* What you will do *
Set down the following material word for word, with every line unchanged.

* Entries taken from a collection *

* Start *

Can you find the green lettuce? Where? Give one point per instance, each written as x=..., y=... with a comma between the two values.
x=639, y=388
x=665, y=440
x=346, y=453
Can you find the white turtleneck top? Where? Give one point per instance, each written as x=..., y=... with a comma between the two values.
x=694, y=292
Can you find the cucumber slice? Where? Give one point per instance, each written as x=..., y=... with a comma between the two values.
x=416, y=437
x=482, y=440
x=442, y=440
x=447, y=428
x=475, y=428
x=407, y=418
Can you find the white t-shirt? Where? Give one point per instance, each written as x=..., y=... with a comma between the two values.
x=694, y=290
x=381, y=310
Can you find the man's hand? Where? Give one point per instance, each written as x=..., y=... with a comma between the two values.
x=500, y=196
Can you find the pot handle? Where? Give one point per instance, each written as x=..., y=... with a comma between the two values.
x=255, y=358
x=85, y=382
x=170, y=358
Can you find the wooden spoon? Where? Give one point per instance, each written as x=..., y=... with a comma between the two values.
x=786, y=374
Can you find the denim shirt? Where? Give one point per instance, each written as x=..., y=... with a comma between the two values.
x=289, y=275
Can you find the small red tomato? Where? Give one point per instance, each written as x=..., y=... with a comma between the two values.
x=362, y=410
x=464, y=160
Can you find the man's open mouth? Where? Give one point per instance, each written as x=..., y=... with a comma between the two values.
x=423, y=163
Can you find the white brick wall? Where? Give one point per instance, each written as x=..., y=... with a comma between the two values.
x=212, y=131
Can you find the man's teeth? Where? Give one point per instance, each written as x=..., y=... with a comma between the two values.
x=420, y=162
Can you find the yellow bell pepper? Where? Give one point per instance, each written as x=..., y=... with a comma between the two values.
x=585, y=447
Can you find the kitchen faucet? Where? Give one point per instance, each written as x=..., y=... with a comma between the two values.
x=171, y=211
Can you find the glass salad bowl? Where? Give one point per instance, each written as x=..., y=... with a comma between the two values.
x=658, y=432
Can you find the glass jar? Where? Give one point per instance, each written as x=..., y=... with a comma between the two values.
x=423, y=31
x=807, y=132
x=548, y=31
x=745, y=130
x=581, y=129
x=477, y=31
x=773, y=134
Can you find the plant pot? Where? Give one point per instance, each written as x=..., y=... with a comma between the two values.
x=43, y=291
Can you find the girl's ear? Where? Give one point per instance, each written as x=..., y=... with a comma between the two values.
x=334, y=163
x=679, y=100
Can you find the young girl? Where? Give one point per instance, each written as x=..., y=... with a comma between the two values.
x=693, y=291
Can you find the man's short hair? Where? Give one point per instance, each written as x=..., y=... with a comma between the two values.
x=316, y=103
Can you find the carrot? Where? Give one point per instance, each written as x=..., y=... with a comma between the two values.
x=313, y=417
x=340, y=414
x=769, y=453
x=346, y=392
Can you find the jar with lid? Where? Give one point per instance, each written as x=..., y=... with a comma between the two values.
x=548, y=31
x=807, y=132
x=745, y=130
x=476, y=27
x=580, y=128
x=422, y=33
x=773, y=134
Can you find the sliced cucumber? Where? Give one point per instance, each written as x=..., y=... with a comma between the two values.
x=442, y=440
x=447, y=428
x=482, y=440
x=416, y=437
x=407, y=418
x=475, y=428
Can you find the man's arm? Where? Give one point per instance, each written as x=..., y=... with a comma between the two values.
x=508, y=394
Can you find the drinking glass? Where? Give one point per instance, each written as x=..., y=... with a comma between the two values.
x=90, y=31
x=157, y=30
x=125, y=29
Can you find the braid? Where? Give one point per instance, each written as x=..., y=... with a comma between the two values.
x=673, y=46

* End *

* The output *
Can you find the green lettuce? Where? Give one point per instance, each written as x=..., y=... with a comma between the two values.
x=639, y=388
x=665, y=440
x=346, y=453
Can you find the white turtleneck top? Where? Give one point per instance, each written as x=..., y=... with a comma between the two values.
x=694, y=292
Can you find the cucumber slice? Where? Give one point per instance, each written as x=..., y=... with a comma between the two values.
x=416, y=437
x=482, y=440
x=442, y=440
x=447, y=428
x=475, y=428
x=407, y=418
Can you find the white t-shirt? Where? Give one point per instance, each written as x=..., y=... with a comma between the two values.
x=694, y=290
x=381, y=310
Can you find the man's hand? Where? Give one point per instance, each written as x=..., y=... with a comma between the two values.
x=500, y=196
Can you find the pot handle? Where? Give one point per instance, each written as x=..., y=... with a comma between the two values.
x=255, y=358
x=85, y=382
x=170, y=358
Can you find the wooden spoon? Where? Give one point per instance, each written as x=..., y=... with a comma between the two values.
x=786, y=374
Can you find the denim shirt? Where? Give one point per instance, each written as x=..., y=... with a comma between the two values.
x=289, y=275
Can you find the small red tomato? Where? Give one point per instance, each written as x=..., y=... with a comma between the two values.
x=362, y=410
x=464, y=160
Can you find the man's open mouth? Where? Give one point per instance, each written as x=..., y=... with a comma between the two values.
x=423, y=163
Can you find the white brick wall? Where? Give one point per instance, each written as x=..., y=... with a comma between the two values.
x=212, y=131
Can you find the man's teeth? Where? Give one point per instance, each written as x=..., y=... with a comma between the two values.
x=420, y=162
Can you find the yellow bell pepper? Where? Give one point per instance, each written as x=..., y=... with a comma between the two values.
x=585, y=447
Can you find the kitchen faucet? Where? Give one point per instance, each written as x=..., y=... with a comma between the two values.
x=171, y=211
Can you find the glass salad bowl? Where? Give one point per instance, each written as x=..., y=... with a comma between the two values.
x=658, y=432
Can you find the glass jar? Where? Give one point per instance, each written as x=..., y=... with a comma between the two values.
x=423, y=31
x=807, y=132
x=548, y=31
x=745, y=130
x=581, y=129
x=477, y=31
x=773, y=134
Can you find the plant pot? Where? Give one point per instance, each written as x=..., y=... with a comma between the two values.
x=43, y=291
Can you find the girl's ear? Where? Give one point per instance, each written as x=..., y=... with a comma between the two values.
x=334, y=163
x=679, y=100
Can you find the young girl? Where? Give one point per instance, each written as x=..., y=... with a comma between the two values.
x=693, y=291
Can you find the man's short hair? Where? Give one point per instance, each written as x=..., y=... with a comma between the two values.
x=316, y=103
Can you find the carrot? Where? Give one point per instance, each written as x=..., y=... with a comma between the two values.
x=313, y=417
x=340, y=414
x=769, y=453
x=346, y=392
Can you find the jar with lid? Where? Give one point per instance, each written as x=..., y=... with a comma between the two values.
x=548, y=31
x=807, y=132
x=745, y=130
x=476, y=27
x=580, y=128
x=422, y=33
x=773, y=134
Can you find the sliced cucumber? Where? Give one point per instance, each written as x=..., y=... with a comma between the two values.
x=442, y=440
x=447, y=428
x=482, y=440
x=416, y=437
x=407, y=418
x=475, y=428
Can you find the man's arm? Where? Give one point per instance, each written as x=..., y=... with a comma between the two values.
x=508, y=394
Can you find the drinking glass? Where? Give one point per instance, each written as x=..., y=... with a comma between the two values.
x=90, y=31
x=157, y=30
x=125, y=29
Can you find the braid? Where? Give one point per instance, each written as x=..., y=... with a comma between the two values.
x=673, y=46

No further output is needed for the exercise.